TASK OBJECTIVE
Extract the passage of the audio patent claims from "5. The method" up to and including "ambiguous audio stream.", copying it word for word.

SOURCE TEXT
⟨
2. The method of claim 1, further comprising:
isolating a second audio stream of a second speaker from the audio signal;
identifying, based on the second audio stream, a second attribute of the second speaker;
presenting the second attribute to a user; and
modifying, based on the second audio stream and the user input, the second audio stream.
3. The method of claim 1, further comprising modifying, based on the first modified audio stream, the audio signal.
4. The method of claim 1, wherein the attribute comprises a pitch of a voice of the first speaker.
5. The method of claim 1, wherein the attribute comprises a first language spoken by the first speaker.
6. The method of claim 5, wherein the identifying includes:
transcribing the audio stream, resulting in a transcription;
performing Natural Language Processing (NLP) on the transcription; and
identifying, based on the performing, the first language.
7. The method of claim 5, further comprising:
isolating a second audio stream of a second speaker from the audio signal;
identifying, based on the second audio stream, a second language spoken by the second speaker;
isolating an ambiguous audio stream of an unknown speaker from the audio signal; and
determining, based on the ambiguous audio stream, that the unknown speaker is speaking using the first language in the ambiguous audio stream.
8. The method of claim 7, further comprising identifying, based on the determining, that the unknown speaker is the first speaker.
9. The method of claim 1, further comprising providing, based on the first audio stream and the user input, subtitles, the subtitles based on the first audio stream.
10. A system comprising:
a memory; and
a central processing unit (CPU) coupled to the memory, the CPU configured to:
receive an audio signal;
isolate a first audio stream of a first speaker from the audio signal;
identify, based on the first audio stream, a first attribute of the first speaker;
present the first attribute to a user; and
modify, based on the first audio stream and a user input, the first audio stream, resulting in a first modified audio stream.
11. The system of claim 10, wherein the CPU is further configured to:
isolate a second audio stream of a second speaker from the audio signal;
identify, based on the second audio stream, a second attribute of the second speaker;
present the second attribute to a user; and
modify, based on the second audio stream and the user input, the second audio stream.
12. The system of claim 10, wherein the CPU is further configured to modify, based on the first modified audio stream, the audio signal.
13. The system of claim 10, wherein the attribute comprises a first language spoken by the first speaker.
14. The system of claim 13, wherein the identifying includes:
transcribing the audio stream, resulting in a transcription;
performing Natural Language Processing (NLP) on the transcription; and
identifying, based on the performing, the first language.
⟩
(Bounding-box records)
⟨
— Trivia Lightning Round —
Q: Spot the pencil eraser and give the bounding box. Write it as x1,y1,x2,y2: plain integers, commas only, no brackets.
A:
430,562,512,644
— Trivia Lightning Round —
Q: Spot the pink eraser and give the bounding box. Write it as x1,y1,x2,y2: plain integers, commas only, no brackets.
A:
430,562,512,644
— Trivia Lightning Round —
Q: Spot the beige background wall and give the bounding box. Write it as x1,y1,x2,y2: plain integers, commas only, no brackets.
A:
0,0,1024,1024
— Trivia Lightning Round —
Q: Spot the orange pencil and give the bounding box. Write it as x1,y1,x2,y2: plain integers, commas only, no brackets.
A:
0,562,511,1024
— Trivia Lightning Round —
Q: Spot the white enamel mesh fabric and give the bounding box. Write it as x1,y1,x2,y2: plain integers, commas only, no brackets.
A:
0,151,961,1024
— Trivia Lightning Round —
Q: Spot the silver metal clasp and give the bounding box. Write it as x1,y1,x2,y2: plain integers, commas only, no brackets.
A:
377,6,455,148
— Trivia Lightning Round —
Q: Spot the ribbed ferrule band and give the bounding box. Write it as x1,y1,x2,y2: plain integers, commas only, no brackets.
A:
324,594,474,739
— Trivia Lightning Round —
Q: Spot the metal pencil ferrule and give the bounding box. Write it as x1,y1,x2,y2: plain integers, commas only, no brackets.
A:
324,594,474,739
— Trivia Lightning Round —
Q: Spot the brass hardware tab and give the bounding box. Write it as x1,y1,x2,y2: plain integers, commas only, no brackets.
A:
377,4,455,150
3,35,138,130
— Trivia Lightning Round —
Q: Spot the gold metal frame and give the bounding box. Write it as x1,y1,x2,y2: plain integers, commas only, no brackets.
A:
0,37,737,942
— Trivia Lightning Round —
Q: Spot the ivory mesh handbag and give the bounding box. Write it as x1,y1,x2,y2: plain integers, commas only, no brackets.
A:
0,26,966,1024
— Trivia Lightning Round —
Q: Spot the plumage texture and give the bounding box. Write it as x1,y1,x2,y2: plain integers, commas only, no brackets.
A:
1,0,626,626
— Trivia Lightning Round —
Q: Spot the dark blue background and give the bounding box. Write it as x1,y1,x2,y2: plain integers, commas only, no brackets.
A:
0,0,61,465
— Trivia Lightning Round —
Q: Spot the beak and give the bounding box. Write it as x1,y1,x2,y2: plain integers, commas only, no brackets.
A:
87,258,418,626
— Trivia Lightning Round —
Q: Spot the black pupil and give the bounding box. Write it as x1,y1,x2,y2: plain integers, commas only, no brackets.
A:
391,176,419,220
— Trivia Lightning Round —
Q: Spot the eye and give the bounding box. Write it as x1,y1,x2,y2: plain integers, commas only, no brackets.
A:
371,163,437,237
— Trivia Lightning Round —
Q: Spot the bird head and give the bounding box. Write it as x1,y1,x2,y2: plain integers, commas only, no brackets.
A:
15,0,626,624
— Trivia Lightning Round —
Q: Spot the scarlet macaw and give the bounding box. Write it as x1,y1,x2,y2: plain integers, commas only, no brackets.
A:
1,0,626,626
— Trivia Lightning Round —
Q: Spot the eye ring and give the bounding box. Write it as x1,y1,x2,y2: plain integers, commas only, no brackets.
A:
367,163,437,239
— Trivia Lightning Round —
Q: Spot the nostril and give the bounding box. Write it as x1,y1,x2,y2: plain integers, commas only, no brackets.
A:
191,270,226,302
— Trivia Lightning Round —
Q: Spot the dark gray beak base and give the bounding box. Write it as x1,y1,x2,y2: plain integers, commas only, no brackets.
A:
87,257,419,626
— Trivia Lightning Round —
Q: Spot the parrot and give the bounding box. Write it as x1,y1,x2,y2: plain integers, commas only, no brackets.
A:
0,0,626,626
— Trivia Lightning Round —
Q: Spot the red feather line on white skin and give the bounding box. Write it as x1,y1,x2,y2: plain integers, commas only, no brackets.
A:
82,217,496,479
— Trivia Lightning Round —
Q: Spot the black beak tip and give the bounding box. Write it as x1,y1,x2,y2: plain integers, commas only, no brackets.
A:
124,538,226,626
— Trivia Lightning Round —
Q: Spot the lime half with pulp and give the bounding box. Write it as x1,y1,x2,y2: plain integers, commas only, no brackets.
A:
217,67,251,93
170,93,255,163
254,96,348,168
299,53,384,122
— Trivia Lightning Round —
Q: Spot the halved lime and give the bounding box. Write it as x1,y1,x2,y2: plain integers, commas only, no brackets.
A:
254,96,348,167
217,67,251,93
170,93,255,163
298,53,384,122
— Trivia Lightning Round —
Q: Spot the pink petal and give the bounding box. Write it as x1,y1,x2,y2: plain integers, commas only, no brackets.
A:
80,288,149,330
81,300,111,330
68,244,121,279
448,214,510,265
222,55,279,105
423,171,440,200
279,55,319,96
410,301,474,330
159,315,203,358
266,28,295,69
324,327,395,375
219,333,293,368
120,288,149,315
⟩
RESPONSE
5. The method of claim 1, wherein the attribute comprises a first language spoken by the first speaker.
6. The method of claim 5, wherein the identifying includes:
transcribing the audio stream, resulting in a transcription;
performing Natural Language Processing (NLP) on the transcription; and
identifying, based on the performing, the first language.
7. The method of claim 5, further comprising:
isolating a second audio stream of a second speaker from the audio signal;
identifying, based on the second audio stream, a second language spoken by the second speaker;
isolating an ambiguous audio stream of an unknown speaker from the audio signal; and
determining, based on the ambiguous audio stream, that the unknown speaker is speaking using the first language in the ambiguous audio stream.